=== Passage provided ===
++++++++++

In collaboration with Gloucester Royal Hospital (GRH), Renishaw and KeyMed Olympus, the IAC uses semiconductor fabrication facilities within the Department of Electrical and Electronic Engineering to make probes small enough to fit inside medical endoscopes. Work at GRH has demonstrated that the spectra produced in just 2 seconds can detect cancerous tissue with an accuracy similar to that of trained pathologists looking at biopsies in the laboratory. Work is continuing to make the probe suitable for in-vivo studies so that live trials can begin.
Not everyone has access to safe, clean drinking water; according to the WHO, that number is 1 in 6. Water is contaminated from the influence of both natural and man-made influences, for example, Nepal has contamination from naturally weathered arsenic, whereas many places suffer from poor sanitation, agricultural and industrial waste.
Low Cost Nanocomposites for Next Generation Water Filtration (Sarah Tesh) (PDF, 4,041kB)
Clean water is critical for sustaining human life. But the provision of clean water is increasingly difficult due to pollution, industrialisation and population growth, particularly in the developing world.
However, there is a tiny solution to this enormous problem: nanotechnology. Engineered nanomaterials, such as those being developed at the IAC, could be the key that unlocks a generation of cheaper, faster and better water treatments.
Environmentally-compatible nanoscale materials, such as nanotubes or nanoparticles, prove highly effective at cleaning up polluted groundwater. Introducing these minuscule, water-suspended cleaning agents – far smaller than bacteria at less than 100 nm in size – into polluted aquifers can destroy or immobilise a wide range of toxic pollutants.
Recent ground-breaking work and complementary materials analysis at the IAC has demonstrated how vacuum heat treatments improve the environmental longevity and reactivity of metallic iron nanoparticles for water treatment.
While these iron nanoparticles have yet to be deployed in the UK or the developing world, the IAC, in collaboration with the Nanoscience and Quantum Information (NSQI) centre, aims to spearhead further development of this technology and play an active role in UK commercialisation.

++++++++++

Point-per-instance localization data
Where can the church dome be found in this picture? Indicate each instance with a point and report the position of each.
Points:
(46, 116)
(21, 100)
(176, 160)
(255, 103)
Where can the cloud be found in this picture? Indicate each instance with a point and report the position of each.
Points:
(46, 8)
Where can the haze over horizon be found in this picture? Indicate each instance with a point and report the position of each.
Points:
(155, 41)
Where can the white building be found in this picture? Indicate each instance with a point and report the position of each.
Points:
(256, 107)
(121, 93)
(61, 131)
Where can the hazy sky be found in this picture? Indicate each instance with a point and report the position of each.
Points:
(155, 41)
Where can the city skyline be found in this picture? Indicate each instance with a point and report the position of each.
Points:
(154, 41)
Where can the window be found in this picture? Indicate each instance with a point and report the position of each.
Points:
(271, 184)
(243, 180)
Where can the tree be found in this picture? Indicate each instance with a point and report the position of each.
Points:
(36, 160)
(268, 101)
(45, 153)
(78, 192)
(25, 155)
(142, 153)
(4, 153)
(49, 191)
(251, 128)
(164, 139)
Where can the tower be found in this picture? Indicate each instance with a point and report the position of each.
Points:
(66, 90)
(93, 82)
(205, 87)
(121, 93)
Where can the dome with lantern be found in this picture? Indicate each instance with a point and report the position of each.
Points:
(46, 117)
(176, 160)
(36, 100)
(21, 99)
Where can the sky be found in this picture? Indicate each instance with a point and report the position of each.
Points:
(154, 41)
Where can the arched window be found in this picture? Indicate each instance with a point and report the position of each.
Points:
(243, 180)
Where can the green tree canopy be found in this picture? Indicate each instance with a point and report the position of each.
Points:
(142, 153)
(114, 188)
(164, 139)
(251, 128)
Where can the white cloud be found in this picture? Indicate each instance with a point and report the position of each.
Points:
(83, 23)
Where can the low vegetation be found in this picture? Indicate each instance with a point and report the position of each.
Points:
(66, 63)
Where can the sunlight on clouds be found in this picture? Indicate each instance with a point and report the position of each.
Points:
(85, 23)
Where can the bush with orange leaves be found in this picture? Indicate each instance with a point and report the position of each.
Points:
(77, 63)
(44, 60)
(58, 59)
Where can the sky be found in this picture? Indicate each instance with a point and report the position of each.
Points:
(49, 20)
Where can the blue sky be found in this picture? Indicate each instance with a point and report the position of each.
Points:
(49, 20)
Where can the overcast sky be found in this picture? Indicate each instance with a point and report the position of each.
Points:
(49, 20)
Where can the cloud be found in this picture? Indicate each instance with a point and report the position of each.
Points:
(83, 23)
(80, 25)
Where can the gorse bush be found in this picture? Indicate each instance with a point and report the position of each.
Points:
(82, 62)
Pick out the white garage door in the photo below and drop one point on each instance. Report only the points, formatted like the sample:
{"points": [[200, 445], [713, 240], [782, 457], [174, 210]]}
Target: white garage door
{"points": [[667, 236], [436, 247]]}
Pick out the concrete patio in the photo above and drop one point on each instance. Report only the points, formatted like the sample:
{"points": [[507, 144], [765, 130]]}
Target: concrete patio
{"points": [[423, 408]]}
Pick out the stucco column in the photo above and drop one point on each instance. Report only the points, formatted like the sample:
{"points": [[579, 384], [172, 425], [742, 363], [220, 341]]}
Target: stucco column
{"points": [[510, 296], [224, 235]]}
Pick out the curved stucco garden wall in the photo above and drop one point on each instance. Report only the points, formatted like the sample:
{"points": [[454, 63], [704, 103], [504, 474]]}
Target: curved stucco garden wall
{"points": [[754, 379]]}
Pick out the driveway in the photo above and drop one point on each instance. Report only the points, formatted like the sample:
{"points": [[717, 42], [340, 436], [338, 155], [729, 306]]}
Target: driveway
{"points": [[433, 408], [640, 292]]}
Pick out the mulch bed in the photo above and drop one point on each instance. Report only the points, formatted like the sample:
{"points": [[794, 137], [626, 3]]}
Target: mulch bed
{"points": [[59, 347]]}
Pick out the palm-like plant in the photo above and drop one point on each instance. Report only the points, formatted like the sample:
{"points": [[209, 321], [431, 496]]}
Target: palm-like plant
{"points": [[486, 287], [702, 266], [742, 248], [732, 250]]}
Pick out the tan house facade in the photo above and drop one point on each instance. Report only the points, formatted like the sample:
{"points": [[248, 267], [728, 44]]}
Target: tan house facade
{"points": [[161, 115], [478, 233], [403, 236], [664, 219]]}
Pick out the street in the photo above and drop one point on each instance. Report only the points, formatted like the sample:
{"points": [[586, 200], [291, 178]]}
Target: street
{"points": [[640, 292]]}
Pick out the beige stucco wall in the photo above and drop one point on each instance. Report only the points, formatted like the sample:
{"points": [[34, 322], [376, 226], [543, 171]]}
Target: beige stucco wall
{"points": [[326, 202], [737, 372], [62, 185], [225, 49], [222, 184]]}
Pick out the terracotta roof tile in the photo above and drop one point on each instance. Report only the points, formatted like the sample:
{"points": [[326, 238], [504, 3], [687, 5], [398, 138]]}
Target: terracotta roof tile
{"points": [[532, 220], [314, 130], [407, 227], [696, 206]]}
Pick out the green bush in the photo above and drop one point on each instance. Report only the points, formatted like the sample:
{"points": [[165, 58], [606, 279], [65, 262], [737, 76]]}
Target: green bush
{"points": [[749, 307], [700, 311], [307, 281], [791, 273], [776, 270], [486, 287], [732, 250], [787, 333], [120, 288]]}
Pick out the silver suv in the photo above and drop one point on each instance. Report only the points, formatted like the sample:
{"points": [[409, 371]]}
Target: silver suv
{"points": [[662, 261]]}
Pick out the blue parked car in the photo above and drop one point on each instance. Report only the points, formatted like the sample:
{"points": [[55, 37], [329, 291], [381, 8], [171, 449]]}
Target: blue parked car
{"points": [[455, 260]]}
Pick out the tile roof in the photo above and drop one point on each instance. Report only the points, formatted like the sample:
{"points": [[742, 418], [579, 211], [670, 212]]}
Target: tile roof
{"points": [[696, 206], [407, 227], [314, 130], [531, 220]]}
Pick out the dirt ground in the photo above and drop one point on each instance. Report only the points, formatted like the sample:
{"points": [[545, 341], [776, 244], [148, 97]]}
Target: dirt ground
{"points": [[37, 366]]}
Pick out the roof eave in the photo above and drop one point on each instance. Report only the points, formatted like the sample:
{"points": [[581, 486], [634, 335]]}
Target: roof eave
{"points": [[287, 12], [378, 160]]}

++++++++++

Write out, word for word, the part of the passage on IAC research that starts with "Clean water is critical" and ends with "better water treatments.". Rely only on the passage on IAC research.

Clean water is critical for sustaining human life. But the provision of clean water is increasingly difficult due to pollution, industrialisation and population growth, particularly in the developing world.
However, there is a tiny solution to this enormous problem: nanotechnology. Engineered nanomaterials, such as those being developed at the IAC, could be the key that unlocks a generation of cheaper, faster and better water treatments.